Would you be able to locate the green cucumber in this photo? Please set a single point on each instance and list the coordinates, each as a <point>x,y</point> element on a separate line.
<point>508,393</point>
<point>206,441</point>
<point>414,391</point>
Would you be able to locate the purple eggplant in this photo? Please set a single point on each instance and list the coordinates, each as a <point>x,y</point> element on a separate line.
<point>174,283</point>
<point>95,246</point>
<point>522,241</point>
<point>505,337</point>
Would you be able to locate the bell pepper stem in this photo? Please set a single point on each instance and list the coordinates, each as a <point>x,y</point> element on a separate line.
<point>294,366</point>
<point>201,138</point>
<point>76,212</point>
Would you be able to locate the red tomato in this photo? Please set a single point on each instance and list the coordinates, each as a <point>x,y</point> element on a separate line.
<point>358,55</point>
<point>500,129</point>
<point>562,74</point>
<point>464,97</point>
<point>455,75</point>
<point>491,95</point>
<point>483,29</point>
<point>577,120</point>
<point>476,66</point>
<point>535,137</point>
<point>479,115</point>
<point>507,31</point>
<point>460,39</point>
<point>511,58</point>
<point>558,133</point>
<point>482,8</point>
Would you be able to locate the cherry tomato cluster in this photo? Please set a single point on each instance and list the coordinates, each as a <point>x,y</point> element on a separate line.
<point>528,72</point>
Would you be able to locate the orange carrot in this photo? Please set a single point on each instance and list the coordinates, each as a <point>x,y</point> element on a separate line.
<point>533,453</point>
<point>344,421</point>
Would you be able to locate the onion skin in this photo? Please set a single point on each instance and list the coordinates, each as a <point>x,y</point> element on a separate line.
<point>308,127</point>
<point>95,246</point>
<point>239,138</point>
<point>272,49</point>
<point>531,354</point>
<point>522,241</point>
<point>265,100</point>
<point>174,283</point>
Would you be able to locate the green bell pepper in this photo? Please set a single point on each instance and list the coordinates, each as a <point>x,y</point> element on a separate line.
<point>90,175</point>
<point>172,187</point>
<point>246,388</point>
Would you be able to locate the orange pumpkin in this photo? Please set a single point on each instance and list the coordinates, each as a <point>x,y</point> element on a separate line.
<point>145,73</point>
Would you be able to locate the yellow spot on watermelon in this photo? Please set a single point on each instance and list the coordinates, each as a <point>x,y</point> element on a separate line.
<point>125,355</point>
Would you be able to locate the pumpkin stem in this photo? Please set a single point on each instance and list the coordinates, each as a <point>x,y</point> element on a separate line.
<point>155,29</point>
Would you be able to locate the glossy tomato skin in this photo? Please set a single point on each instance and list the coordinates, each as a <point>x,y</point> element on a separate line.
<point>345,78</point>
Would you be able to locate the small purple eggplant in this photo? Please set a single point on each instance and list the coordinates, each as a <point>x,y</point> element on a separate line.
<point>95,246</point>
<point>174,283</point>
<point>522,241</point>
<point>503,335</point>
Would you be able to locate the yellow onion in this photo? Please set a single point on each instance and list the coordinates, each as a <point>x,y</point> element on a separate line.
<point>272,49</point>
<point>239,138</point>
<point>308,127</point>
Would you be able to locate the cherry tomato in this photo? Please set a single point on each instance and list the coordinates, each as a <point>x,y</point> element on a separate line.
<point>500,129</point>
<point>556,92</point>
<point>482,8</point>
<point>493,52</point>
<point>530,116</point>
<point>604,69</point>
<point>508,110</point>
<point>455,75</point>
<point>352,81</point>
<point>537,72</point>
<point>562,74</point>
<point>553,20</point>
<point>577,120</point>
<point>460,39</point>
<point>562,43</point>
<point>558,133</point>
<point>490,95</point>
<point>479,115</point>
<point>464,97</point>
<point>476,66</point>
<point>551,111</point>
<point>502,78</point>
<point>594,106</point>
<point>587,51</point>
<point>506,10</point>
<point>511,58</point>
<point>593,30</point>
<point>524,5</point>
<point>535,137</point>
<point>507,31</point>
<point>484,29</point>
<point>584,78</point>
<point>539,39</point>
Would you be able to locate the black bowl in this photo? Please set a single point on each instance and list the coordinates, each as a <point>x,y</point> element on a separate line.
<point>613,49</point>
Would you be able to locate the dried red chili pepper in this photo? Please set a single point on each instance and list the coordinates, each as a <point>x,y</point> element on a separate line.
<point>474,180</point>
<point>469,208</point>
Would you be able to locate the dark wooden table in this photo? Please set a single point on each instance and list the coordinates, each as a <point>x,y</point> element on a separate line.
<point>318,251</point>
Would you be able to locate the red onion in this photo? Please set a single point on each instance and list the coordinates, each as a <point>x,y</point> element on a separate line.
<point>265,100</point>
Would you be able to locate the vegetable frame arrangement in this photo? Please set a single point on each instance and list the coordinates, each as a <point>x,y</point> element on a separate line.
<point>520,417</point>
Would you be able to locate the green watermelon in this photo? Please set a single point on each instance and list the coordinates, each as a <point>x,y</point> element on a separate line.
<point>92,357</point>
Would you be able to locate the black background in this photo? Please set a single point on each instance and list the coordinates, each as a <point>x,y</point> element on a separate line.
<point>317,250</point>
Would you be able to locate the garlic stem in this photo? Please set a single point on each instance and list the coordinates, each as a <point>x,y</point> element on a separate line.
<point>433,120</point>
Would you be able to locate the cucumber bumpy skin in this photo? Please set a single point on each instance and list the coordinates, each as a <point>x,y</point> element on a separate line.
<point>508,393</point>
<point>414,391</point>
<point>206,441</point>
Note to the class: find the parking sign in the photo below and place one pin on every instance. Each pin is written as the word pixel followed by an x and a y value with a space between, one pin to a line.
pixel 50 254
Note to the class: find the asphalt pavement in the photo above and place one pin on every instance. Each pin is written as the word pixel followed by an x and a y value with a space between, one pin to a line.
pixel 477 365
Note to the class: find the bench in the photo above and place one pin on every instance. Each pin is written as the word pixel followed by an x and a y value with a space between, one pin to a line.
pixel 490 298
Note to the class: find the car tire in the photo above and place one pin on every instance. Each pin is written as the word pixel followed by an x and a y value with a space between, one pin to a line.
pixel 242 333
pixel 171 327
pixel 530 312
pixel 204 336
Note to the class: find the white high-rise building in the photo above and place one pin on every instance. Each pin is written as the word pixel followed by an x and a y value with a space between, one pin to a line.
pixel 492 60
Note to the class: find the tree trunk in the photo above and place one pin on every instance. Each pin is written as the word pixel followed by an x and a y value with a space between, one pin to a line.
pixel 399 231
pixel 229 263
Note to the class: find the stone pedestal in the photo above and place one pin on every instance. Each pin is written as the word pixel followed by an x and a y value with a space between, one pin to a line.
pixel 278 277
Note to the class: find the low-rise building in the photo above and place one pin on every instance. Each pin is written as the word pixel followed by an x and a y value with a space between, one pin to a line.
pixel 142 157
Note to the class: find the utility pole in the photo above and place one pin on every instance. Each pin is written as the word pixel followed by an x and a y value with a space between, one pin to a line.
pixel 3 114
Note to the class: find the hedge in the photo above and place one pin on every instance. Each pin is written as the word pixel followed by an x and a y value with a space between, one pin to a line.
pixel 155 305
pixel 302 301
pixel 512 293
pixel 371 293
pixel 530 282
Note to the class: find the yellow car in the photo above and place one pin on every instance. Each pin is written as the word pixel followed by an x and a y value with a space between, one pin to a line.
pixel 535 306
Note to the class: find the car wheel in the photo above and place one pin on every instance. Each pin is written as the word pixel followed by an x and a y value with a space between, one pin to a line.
________________
- **La demande**:
Présentez les lignes ci-dessus sous forme de liste numérotée, en omettant les lignes vides.

- **Réponse**:
1. Would you be able to locate the green cucumber in this photo? Please set a single point on each instance and list the coordinates, each as a <point>x,y</point> element on a separate line.
2. <point>508,393</point>
3. <point>206,441</point>
4. <point>414,391</point>
5. Would you be able to locate the purple eggplant in this photo? Please set a single point on each instance and list the coordinates, each as a <point>x,y</point> element on a separate line.
6. <point>174,283</point>
7. <point>95,246</point>
8. <point>522,241</point>
9. <point>505,337</point>
10. Would you be able to locate the bell pepper stem in this photo? Please set a single point on each instance and list the coordinates, each as a <point>x,y</point> element on a separate line.
11. <point>294,366</point>
12. <point>201,138</point>
13. <point>76,212</point>
14. Would you be able to locate the red tomato in this photo? Please set a single point on each instance and list the coordinates, each as a <point>x,y</point> element on a separate line.
15. <point>358,55</point>
16. <point>500,129</point>
17. <point>562,74</point>
18. <point>464,97</point>
19. <point>455,75</point>
20. <point>491,95</point>
21. <point>483,29</point>
22. <point>577,120</point>
23. <point>476,66</point>
24. <point>535,137</point>
25. <point>479,115</point>
26. <point>507,31</point>
27. <point>460,39</point>
28. <point>511,58</point>
29. <point>558,133</point>
30. <point>482,8</point>
31. Would you be able to locate the cherry tomato cluster in this photo? Please set a single point on each instance and list the coordinates, each as a <point>x,y</point> element on a separate line.
32. <point>528,72</point>
33. Would you be able to locate the orange carrot in this photo? Please set a single point on each instance and list the coordinates, each as a <point>x,y</point> element on a separate line.
34. <point>533,453</point>
35. <point>344,421</point>
36. Would you be able to locate the onion skin in this photo? Please set a single point on each instance and list the coordinates, each as a <point>x,y</point> element on a separate line.
37. <point>308,127</point>
38. <point>95,246</point>
39. <point>239,138</point>
40. <point>272,49</point>
41. <point>531,354</point>
42. <point>522,241</point>
43. <point>265,100</point>
44. <point>174,283</point>
45. Would you be able to locate the green bell pepper in this photo? Please set a single point on each instance and list the coordinates, each as a <point>x,y</point> element on a separate line.
46. <point>90,175</point>
47. <point>172,187</point>
48. <point>246,388</point>
49. Would you be able to locate the orange pumpkin in this photo? Please set a single point on each instance and list the coordinates, each as a <point>x,y</point> element on a separate line.
50. <point>145,73</point>
51. Would you be able to locate the yellow spot on watermelon in this photo? Please set a single point on each instance and list the coordinates, each as a <point>x,y</point> element on a separate line.
52. <point>125,355</point>
53. Would you be able to locate the pumpkin stem in this photo? Please set a single point on each instance and list the coordinates, each as a <point>x,y</point> element on a separate line.
54. <point>155,29</point>
55. Would you be able to locate the glossy tomato skin in this photo? Please set a single point on each instance and list the coordinates, each as a <point>x,y</point> element on a separate line.
56. <point>345,78</point>
57. Would you be able to locate the small purple eggplant in this photo? Please set a single point on each instance and list the coordinates, each as a <point>x,y</point> element on a separate line.
58. <point>95,246</point>
59. <point>174,283</point>
60. <point>522,241</point>
61. <point>503,335</point>
62. Would you be able to locate the yellow onion in this photo? Please set a single point on each instance and list the coordinates, each as a <point>x,y</point> element on a separate line.
63. <point>272,49</point>
64. <point>239,138</point>
65. <point>308,127</point>
66. Would you be able to locate the cherry tomato in this photo? Please set a single point on each instance and list the coordinates, each as a <point>x,y</point> element on a separate line.
67. <point>500,129</point>
68. <point>556,92</point>
69. <point>482,8</point>
70. <point>493,52</point>
71. <point>530,116</point>
72. <point>604,69</point>
73. <point>508,110</point>
74. <point>455,75</point>
75. <point>352,81</point>
76. <point>537,72</point>
77. <point>562,74</point>
78. <point>553,20</point>
79. <point>577,120</point>
80. <point>460,39</point>
81. <point>562,43</point>
82. <point>558,133</point>
83. <point>490,95</point>
84. <point>479,115</point>
85. <point>464,97</point>
86. <point>476,66</point>
87. <point>551,111</point>
88. <point>502,78</point>
89. <point>594,106</point>
90. <point>587,51</point>
91. <point>506,10</point>
92. <point>511,58</point>
93. <point>593,30</point>
94. <point>524,5</point>
95. <point>535,137</point>
96. <point>507,31</point>
97. <point>484,29</point>
98. <point>584,78</point>
99. <point>539,39</point>
100. Would you be able to locate the black bowl in this photo? Please set a single point on each instance and list the coordinates, each as a <point>x,y</point> element on a separate line.
101. <point>613,49</point>
102. Would you be able to locate the dried red chili pepper in this photo? Please set a single point on each instance and list the coordinates, each as a <point>x,y</point> element on a separate line.
103. <point>474,180</point>
104. <point>469,208</point>
105. Would you be able to locate the dark wooden table in this photo? Please set a single point on each instance and list the coordinates, each as a <point>x,y</point> element on a separate line.
106. <point>318,251</point>
107. Would you be able to locate the red onion in this photo? Please set a single point on each instance and list the coordinates, each as a <point>x,y</point> element on a separate line.
108. <point>265,100</point>
109. Would you be able to locate the vegetable frame arrangement in this photo? Please set a single point on each instance and list the coordinates, each as a <point>x,y</point> element on a separate line.
110. <point>520,417</point>
111. Would you be able to locate the green watermelon in this photo? Please set a single point on each instance and list the coordinates, each as a <point>x,y</point> element on a separate line.
112. <point>92,357</point>
113. Would you be able to locate the black background in this photo? Please set a single point on each instance and list the coordinates, each as a <point>x,y</point> element on a separate line.
114. <point>317,250</point>
115. Would you be able to locate the garlic stem in this photo? Please set a single point on each instance and list the coordinates, each as a <point>x,y</point> element on a separate line.
116. <point>433,120</point>
117. Would you be able to locate the cucumber bumpy skin in this photo? Please set a single point on each instance and list the coordinates, each as a <point>x,y</point> element on a separate line.
118. <point>508,393</point>
119. <point>414,391</point>
120. <point>206,441</point>
121. Note to the class: find the parking sign in the photo below and place one pin on every instance. Each pin is written as the word pixel followed by an x and a y value with a space between, one pin to a line.
122. pixel 50 254
123. Note to the class: find the asphalt pavement in the photo above and place one pin on every instance. Each pin is written as the word pixel followed by an x and a y value with a space between, one pin to a line.
124. pixel 477 365
125. Note to the class: find the bench in the photo above and place one pin on every instance. Each pin is written as the word pixel followed by an x and a y value with a space between, one pin to a line.
126. pixel 490 298
127. Note to the class: find the car tire in the photo above and place one pin on every instance. Each pin is written as the word pixel followed by an x and a y value with a space between, one pin to a line.
128. pixel 242 333
129. pixel 171 327
130. pixel 530 312
131. pixel 204 336
132. Note to the class: find the white high-rise building in the photo above and place one pin on every instance. Each pin is written as the word pixel followed by an x and a y value with a space between, one pin to a line.
133. pixel 492 60
134. Note to the class: find the tree trunk in the photo above and place one pin on every instance. Each pin is written as the word pixel followed by an x and a y value with a space between, one pin to a line.
135. pixel 399 231
136. pixel 229 263
137. Note to the class: find the stone pedestal in the photo above and place one pin on every instance. Each pin is written as the word pixel followed by an x and a y value with a space between, one pin to a line.
138. pixel 278 277
139. Note to the class: find the low-rise building in the photo above and place one pin on every instance. Each pin is written as the word pixel followed by an x and a y value with a space between, one pin to a line.
140. pixel 142 157
141. Note to the class: find the utility pole in the photo above and place one pin on every instance. Each pin is written as the word pixel followed by an x and a y value with a space between, one pin to a line.
142. pixel 3 114
143. Note to the class: find the hedge in the photo above and place one pin on every instance. Each pin is written as the word pixel followed by an x and a y value with a space between, one pin to a line.
144. pixel 155 305
145. pixel 302 301
146. pixel 512 293
147. pixel 371 293
148. pixel 530 282
149. Note to the class: find the yellow car in the photo above and place one pin on every instance. Each pin is written as the word pixel followed by an x and a y value with a space between, one pin to a line.
150. pixel 535 306
151. Note to the class: find the car wheel in the photo above and place one pin on every instance. Each pin is written as the word pixel followed by an x and a y value with a space between, one pin to a line.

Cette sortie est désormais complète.